◆ **Required work**:
Retype, word for word, each line between the lines holding "One point per instance of the dark" and "pixel 590 385", inclusive, and leave the rest of the data alone.

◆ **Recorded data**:

- - -

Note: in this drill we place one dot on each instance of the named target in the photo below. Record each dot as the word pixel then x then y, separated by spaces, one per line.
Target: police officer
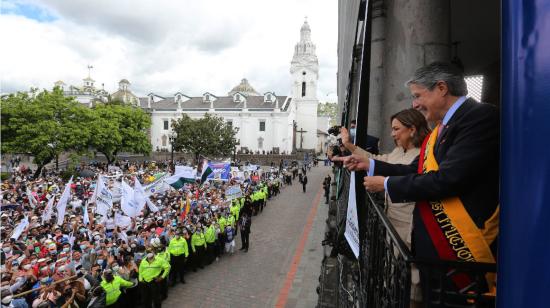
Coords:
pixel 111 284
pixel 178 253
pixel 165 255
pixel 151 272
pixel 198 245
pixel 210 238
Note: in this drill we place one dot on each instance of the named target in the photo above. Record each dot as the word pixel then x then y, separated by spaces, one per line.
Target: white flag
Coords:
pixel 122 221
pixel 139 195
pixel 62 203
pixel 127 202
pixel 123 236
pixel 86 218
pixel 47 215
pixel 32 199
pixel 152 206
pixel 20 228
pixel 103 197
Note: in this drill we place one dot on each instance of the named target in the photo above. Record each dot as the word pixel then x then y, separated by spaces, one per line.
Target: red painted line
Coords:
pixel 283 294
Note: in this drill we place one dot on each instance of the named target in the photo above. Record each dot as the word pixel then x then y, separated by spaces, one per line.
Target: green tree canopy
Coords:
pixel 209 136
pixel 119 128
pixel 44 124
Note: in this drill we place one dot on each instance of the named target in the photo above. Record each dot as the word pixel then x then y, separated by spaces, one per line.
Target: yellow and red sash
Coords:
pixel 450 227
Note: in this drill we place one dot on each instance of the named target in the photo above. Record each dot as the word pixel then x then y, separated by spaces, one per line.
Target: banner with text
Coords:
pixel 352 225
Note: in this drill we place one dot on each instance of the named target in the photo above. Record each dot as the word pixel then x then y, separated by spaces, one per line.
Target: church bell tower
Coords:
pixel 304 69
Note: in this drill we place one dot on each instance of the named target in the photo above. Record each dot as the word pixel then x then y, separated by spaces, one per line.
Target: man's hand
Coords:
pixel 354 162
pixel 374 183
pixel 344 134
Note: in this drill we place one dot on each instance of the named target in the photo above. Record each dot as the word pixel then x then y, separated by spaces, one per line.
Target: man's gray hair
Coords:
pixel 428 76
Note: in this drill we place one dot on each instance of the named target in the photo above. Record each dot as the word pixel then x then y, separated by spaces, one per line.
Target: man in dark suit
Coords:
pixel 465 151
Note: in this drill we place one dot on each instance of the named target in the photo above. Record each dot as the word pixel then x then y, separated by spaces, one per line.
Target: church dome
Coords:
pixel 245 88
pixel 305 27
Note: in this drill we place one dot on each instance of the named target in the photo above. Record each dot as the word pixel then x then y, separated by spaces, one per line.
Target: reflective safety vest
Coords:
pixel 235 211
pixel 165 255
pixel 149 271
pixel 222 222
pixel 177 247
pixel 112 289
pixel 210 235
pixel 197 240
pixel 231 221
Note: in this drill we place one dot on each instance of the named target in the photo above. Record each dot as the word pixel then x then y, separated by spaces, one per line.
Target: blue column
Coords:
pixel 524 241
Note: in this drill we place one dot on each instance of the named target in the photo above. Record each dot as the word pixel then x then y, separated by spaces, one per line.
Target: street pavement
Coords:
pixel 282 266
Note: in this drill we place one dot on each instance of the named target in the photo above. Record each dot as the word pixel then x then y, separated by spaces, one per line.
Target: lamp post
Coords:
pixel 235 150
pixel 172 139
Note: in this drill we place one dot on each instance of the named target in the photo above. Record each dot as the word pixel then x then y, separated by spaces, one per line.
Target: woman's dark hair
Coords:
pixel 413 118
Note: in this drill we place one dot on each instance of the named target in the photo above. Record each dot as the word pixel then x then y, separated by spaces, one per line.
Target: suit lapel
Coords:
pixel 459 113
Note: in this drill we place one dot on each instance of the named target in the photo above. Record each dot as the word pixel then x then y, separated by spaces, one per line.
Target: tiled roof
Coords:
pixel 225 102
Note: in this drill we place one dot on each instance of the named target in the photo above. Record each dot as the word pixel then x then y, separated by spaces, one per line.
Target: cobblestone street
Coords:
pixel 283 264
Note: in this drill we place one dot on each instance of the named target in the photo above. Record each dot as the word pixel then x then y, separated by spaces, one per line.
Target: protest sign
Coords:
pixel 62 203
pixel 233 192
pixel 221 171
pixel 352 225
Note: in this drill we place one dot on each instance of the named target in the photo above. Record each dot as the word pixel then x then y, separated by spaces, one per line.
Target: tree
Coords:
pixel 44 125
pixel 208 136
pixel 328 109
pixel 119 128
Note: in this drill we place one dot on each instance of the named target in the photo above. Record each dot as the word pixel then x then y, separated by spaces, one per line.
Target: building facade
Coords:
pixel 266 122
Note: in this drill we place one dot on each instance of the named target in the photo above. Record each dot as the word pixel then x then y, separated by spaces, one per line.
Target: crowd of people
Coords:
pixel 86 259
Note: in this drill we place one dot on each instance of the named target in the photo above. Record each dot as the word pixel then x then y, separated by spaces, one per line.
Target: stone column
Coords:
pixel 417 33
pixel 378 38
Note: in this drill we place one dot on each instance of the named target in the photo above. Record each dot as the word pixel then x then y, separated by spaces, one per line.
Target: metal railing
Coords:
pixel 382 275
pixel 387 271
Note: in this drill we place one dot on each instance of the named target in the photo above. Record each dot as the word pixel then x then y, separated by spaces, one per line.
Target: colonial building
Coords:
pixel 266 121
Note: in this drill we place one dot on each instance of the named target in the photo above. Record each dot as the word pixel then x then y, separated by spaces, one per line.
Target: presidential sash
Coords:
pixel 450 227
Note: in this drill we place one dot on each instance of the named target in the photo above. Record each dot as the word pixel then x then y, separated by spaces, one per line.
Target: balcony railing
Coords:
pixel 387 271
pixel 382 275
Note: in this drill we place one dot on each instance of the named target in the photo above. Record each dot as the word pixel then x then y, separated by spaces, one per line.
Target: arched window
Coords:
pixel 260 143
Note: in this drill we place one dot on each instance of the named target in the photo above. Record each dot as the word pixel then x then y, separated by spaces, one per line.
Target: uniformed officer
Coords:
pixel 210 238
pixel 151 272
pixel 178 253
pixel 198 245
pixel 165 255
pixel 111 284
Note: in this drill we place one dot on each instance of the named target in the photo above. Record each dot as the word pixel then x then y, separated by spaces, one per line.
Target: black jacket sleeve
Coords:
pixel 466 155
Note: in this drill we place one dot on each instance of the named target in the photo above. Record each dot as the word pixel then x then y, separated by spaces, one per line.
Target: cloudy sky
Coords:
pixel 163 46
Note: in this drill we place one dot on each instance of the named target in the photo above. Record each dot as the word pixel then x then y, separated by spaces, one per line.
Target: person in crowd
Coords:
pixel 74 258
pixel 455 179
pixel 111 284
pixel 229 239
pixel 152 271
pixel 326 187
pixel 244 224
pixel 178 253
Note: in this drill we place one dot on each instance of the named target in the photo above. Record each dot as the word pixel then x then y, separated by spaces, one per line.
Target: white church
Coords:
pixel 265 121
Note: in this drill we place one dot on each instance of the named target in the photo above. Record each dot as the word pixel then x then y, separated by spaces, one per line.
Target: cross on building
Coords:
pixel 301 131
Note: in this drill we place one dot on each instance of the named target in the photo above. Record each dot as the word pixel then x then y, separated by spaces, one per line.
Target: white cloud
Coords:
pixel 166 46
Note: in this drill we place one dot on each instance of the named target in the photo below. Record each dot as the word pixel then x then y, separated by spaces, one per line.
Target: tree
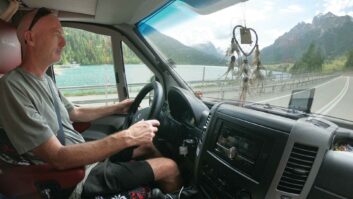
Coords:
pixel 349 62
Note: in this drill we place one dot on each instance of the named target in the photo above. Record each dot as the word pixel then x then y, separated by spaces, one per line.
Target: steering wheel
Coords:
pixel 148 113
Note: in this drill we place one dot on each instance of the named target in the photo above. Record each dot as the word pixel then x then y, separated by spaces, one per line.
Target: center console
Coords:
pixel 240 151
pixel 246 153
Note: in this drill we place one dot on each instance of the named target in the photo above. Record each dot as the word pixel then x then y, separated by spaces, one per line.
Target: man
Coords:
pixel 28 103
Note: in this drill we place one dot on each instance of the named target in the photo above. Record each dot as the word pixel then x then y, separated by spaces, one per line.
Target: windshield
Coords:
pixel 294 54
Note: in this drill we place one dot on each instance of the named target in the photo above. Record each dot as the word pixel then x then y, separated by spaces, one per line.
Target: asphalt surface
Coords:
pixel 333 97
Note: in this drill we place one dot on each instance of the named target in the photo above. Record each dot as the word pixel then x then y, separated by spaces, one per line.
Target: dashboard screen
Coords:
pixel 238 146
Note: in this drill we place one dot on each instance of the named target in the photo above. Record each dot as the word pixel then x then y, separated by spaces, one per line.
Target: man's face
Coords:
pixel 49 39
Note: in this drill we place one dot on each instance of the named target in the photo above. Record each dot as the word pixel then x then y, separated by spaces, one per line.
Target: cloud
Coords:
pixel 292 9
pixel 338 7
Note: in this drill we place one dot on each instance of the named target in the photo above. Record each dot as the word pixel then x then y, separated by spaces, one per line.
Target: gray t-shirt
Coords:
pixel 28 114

- - -

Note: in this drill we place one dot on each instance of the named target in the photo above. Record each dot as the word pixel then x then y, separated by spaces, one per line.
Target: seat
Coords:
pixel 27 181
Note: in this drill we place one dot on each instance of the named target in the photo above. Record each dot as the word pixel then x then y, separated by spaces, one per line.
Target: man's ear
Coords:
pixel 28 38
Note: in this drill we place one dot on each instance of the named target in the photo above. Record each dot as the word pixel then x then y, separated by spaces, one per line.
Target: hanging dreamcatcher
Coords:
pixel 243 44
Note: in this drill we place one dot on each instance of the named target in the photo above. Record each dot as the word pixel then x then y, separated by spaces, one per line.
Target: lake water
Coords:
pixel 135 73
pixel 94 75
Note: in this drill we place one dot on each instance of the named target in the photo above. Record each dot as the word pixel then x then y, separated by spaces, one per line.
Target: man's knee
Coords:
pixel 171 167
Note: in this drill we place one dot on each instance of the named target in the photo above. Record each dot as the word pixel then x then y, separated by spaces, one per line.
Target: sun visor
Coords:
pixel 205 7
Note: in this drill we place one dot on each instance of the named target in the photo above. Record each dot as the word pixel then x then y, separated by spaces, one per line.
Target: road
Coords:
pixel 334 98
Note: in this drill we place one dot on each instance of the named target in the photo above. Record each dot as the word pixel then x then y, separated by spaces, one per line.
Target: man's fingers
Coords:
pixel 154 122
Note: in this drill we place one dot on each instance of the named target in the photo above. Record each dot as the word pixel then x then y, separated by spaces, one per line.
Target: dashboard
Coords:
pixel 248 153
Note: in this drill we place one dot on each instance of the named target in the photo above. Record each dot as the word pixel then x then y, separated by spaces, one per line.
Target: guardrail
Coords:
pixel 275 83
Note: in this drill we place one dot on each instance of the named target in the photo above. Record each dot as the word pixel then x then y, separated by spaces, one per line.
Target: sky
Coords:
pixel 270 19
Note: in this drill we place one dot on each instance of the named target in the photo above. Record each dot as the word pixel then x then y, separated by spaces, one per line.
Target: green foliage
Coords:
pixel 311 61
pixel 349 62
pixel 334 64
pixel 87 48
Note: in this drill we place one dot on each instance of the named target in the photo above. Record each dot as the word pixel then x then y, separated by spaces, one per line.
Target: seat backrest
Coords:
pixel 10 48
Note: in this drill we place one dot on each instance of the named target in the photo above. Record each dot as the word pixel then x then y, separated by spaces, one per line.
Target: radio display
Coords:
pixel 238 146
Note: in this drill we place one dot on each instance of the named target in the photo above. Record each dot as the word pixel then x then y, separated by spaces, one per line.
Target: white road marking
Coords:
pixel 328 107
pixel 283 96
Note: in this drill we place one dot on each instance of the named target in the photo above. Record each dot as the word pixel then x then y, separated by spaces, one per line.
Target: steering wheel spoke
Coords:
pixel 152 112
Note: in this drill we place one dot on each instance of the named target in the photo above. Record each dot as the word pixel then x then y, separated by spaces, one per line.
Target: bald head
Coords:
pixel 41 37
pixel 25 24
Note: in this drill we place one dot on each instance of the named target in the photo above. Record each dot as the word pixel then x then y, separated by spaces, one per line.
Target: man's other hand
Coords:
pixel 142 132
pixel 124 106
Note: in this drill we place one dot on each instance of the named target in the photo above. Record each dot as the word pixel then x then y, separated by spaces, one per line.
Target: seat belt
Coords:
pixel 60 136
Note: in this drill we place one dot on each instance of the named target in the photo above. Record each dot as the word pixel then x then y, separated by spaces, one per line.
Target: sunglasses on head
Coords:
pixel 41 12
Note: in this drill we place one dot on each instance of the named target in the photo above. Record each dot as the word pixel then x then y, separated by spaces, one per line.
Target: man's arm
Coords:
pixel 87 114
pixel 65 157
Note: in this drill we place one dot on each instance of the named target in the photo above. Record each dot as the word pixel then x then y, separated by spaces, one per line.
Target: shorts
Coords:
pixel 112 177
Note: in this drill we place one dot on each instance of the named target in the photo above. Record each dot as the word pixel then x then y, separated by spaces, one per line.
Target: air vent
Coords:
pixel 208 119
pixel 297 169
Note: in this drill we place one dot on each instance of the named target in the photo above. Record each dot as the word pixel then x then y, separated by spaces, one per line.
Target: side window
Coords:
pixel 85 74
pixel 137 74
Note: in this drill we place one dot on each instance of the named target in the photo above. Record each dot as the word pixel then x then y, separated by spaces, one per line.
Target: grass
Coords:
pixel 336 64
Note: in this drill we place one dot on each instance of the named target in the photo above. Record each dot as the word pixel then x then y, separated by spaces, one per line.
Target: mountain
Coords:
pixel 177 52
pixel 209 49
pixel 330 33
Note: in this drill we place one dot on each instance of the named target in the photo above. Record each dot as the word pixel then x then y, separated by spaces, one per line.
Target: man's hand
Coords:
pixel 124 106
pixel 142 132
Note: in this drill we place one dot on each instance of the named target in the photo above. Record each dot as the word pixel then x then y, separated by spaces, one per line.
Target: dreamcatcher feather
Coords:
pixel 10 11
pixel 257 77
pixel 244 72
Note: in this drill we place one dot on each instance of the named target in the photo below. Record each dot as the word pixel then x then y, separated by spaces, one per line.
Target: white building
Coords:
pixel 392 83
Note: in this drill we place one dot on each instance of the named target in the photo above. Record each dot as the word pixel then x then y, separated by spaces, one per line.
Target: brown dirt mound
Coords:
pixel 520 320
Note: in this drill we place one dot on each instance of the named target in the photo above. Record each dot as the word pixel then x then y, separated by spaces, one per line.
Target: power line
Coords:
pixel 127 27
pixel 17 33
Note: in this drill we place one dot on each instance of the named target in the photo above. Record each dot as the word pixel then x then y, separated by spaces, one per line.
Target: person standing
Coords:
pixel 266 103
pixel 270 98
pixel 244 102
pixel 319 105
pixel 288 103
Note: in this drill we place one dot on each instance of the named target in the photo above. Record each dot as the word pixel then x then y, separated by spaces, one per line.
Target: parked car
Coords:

- - -

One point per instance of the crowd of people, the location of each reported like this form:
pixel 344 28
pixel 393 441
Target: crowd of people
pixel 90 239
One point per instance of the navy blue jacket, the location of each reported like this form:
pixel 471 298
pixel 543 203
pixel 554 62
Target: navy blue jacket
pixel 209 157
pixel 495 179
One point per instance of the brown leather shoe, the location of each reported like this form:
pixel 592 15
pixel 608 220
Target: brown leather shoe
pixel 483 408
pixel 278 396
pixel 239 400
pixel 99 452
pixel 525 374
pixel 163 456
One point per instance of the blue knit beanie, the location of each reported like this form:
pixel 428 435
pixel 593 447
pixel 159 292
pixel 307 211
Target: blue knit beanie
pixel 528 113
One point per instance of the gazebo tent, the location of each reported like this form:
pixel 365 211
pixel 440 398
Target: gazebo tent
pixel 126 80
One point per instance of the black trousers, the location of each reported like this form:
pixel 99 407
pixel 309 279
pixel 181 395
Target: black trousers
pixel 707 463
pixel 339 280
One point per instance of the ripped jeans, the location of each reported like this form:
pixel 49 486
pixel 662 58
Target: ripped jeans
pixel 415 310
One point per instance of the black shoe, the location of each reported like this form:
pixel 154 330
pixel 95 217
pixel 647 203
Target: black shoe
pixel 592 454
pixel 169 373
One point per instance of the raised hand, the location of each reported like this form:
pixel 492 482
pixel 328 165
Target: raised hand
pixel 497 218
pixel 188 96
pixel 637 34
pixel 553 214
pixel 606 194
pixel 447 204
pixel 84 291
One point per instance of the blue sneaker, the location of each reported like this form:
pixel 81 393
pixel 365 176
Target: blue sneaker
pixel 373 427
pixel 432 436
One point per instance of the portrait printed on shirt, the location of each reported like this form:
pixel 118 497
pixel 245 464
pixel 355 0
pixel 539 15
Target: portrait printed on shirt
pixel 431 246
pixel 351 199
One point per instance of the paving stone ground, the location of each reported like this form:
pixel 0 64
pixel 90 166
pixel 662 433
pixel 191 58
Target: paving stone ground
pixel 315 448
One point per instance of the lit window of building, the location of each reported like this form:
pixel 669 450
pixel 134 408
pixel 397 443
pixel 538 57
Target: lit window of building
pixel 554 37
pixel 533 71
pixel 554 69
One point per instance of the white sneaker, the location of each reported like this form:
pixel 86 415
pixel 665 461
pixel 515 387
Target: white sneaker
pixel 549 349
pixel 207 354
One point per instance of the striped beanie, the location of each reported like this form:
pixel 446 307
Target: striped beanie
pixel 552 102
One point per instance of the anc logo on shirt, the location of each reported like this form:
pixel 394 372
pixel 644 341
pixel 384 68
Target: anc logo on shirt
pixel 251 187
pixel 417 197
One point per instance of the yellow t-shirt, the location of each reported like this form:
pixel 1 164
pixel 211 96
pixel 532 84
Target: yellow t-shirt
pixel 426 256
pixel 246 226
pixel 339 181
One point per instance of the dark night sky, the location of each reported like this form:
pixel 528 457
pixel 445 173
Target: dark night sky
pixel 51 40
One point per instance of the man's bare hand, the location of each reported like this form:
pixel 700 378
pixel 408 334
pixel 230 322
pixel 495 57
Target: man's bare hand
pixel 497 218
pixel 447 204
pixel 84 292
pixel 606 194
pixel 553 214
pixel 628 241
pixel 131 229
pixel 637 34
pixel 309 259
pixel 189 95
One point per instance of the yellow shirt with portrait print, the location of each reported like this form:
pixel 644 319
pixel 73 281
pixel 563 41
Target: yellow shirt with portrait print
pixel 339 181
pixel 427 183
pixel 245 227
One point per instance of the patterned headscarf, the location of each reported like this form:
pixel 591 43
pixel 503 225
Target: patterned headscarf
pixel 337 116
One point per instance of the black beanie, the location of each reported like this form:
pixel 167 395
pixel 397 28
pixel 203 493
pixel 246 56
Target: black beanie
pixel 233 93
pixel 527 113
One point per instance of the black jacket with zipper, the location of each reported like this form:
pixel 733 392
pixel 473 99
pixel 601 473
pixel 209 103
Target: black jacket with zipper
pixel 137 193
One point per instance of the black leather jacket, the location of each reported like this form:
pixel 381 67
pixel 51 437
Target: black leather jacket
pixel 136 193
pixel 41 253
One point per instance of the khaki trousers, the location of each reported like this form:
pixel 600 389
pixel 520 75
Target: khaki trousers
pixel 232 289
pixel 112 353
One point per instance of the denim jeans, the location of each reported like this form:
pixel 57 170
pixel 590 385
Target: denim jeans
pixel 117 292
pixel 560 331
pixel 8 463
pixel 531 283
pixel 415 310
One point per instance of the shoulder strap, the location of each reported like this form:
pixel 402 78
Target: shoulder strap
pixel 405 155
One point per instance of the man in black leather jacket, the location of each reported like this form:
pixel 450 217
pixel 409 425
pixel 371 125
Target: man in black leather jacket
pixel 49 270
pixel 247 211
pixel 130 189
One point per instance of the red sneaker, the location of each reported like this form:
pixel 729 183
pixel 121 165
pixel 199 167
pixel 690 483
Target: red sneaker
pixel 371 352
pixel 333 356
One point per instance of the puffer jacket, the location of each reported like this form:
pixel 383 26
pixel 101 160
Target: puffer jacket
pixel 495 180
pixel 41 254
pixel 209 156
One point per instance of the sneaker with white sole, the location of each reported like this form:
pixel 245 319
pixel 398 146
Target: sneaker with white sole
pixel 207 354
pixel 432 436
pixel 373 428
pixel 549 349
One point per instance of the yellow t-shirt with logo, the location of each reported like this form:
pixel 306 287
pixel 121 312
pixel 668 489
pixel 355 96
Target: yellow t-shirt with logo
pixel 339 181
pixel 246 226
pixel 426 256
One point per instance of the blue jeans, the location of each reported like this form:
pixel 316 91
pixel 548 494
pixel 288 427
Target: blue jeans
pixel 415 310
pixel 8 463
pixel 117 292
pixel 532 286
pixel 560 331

- - -

◆ **Response below**:
One point per instance of the dark night sky, the location of each reported like this form:
pixel 528 457
pixel 445 173
Target: dark night sky
pixel 51 40
One point per instance of the man's bare hand, the location of each reported like this form:
pixel 700 378
pixel 408 334
pixel 230 322
pixel 495 57
Target: man's bare hand
pixel 497 218
pixel 447 204
pixel 84 292
pixel 606 194
pixel 553 214
pixel 628 241
pixel 131 229
pixel 637 34
pixel 309 259
pixel 189 95
One point per instance of the yellow shirt with portrait print, the location of each reported like this form:
pixel 644 319
pixel 73 281
pixel 563 41
Target: yellow shirt with portrait print
pixel 339 181
pixel 427 183
pixel 245 227
One point per instance of the patterned headscarf, the location of each reported like this form:
pixel 591 43
pixel 503 225
Target: patterned headscarf
pixel 337 116
One point per instance of the black beanie, the location of each reported like this form:
pixel 167 395
pixel 397 28
pixel 203 493
pixel 246 56
Target: black beanie
pixel 233 93
pixel 527 113
One point per instance of the black jacket with zipper, the location of each reported like this form:
pixel 733 392
pixel 473 99
pixel 601 473
pixel 209 103
Target: black jacket with zipper
pixel 137 193
One point per instance of the black leather jacket, the location of each reported like this form:
pixel 381 67
pixel 51 437
Target: black leather jacket
pixel 136 193
pixel 41 253
One point per instance of the khaki trousers, the location of each reported like this form:
pixel 600 389
pixel 520 75
Target: khaki trousers
pixel 232 289
pixel 112 353
One point per instance of the denim jeans, the location of each reported like this form:
pixel 57 170
pixel 590 385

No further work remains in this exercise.